Source data
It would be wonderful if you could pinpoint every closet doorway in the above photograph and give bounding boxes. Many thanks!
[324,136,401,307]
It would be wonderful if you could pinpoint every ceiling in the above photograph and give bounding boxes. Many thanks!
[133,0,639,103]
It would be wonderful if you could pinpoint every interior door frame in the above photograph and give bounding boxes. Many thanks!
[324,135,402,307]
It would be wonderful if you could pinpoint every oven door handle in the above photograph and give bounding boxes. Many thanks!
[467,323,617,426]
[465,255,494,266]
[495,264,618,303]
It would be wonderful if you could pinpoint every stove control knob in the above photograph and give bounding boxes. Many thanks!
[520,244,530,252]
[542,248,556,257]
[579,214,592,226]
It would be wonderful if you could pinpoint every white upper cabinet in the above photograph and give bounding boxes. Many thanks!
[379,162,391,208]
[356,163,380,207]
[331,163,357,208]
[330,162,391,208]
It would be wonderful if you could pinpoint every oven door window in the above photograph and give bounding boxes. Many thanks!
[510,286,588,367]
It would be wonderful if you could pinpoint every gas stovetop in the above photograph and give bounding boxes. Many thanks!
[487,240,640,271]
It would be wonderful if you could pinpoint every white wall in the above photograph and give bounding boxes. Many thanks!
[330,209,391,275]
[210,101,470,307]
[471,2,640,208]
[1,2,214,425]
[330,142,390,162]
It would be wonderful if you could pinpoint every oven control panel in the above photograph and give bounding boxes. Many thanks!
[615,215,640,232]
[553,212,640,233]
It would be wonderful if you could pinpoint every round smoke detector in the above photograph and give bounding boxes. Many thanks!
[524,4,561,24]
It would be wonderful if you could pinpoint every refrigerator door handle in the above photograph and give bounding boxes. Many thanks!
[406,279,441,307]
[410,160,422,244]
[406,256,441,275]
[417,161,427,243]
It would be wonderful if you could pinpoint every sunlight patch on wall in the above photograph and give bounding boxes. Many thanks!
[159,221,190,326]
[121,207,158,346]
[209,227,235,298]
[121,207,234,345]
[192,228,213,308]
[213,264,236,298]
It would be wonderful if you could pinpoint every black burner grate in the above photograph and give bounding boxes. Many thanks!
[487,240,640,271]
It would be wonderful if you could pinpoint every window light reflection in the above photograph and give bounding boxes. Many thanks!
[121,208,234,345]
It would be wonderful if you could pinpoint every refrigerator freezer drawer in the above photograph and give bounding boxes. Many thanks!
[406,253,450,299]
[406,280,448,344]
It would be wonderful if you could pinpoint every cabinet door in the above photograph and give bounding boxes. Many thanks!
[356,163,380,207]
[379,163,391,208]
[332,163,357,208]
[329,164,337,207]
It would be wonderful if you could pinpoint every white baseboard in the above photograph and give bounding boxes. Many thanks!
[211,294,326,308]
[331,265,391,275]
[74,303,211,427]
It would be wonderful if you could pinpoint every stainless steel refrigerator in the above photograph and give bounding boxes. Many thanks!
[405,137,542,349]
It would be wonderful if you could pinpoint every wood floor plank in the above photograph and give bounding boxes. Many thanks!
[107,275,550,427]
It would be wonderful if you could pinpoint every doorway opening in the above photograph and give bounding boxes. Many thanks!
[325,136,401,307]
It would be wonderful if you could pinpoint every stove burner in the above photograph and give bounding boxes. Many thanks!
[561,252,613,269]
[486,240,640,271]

Assigned task
Would you please transcribe all of the entries above exactly?

Task result
It would be wonderful if you could pinpoint every closet doorway in the above photograph and give bounding boxes. Many thanks!
[324,136,401,307]
It would be wonderful if you could pinpoint every ceiling in the above photograph and give bounding boxes. Many thanks!
[133,0,639,103]
It would be wonderful if you could pinpoint every interior door frame in the above photograph and give bounding boxes. Many thanks!
[324,135,402,307]
It would be wonderful if you could pinpoint every oven door handle in the above photograph and give bounding boxes. Many thanks!
[467,323,617,426]
[465,255,494,266]
[495,264,618,303]
It would be wonderful if you could pinpoint every stove control knob in the above photograph and give bounding boxes. Many thanks!
[520,244,530,252]
[542,248,556,257]
[579,214,592,226]
It would be wonderful if you could pinpoint every white upper cabinet in the above photograph and give bounding boxes. Many thanks!
[379,162,391,208]
[356,163,380,207]
[331,163,357,208]
[330,162,391,208]
It would be wonderful if you could pinpoint every oven door window in the above photograph and give bounding boxes. Many thanks!
[510,286,588,367]
It would be wonderful if you could pinpoint every gas stovetop in the above photograph and give bounding boxes. Many thanks!
[487,240,640,271]
It would be wonderful if you could pinpoint every white wall in the above photograph and give bounding boxes. Many thanks!
[330,209,391,275]
[210,101,470,307]
[471,2,640,208]
[1,2,214,425]
[330,142,390,162]
It would be wonderful if you could pinpoint every oven control panel in the above photograph and give bounding boxes. Many thanks!
[615,215,640,232]
[553,212,640,233]
It would be wonderful if you could pinpoint every round smoke detector in the above photograph and give bounding boxes. Many thanks!
[524,4,561,24]
It would be wonderful if you could pinpoint every refrigerator door handle in the above photograph and give bounding boxes. Many thanks!
[406,279,441,307]
[410,160,422,244]
[406,256,441,275]
[417,161,427,243]
It would be wonderful if you could pinpoint every sunlight patch on wall in the above photograph and give bounding boxes. Many thanks!
[159,221,190,326]
[121,207,158,346]
[209,227,235,298]
[121,207,234,345]
[192,228,213,308]
[213,264,236,298]
It would be wonderful if you could pinpoint every black burner grate in the above photograph and give bounding boxes. Many thanks!
[487,240,640,271]
It would be wonderful if you could pinpoint every window light reflection in the above photograph and give bounding boxes. Many thanks!
[121,208,234,345]
It would be wonderful if you could pinpoint every refrigerator freezer drawer in the above photograph and give bounding boxes. Many thanks!
[406,253,450,299]
[406,280,448,344]
It would be wonderful if you could pinpoint every cabinet door in the above photograph and give bounding boxes. Many thanks!
[356,163,380,207]
[379,163,391,208]
[332,163,357,208]
[329,164,337,207]
It would be wonderful if you could pinpoint every white baseboard in the above photograph and give bounding boxes. Many thanks!
[211,294,326,308]
[331,265,391,275]
[74,303,211,427]
It would be wonderful if you could pinpoint every stainless steel refrigerator in the above photograph and give bounding boxes. Many thanks!
[405,137,542,349]
It would be wonderful if you could pinpoint every wood floor plank in the above photograph and give bounding boxes. Many thanks!
[107,275,550,427]
It would be wonderful if you could pinpoint every doorway opening in the above photograph and give bounding boxes. Many thanks!
[325,136,401,307]
It would be wonderful if you could pinpoint every stove burner in the above photograph and give bounding boxes. Many thanks!
[561,252,613,269]
[486,240,640,271]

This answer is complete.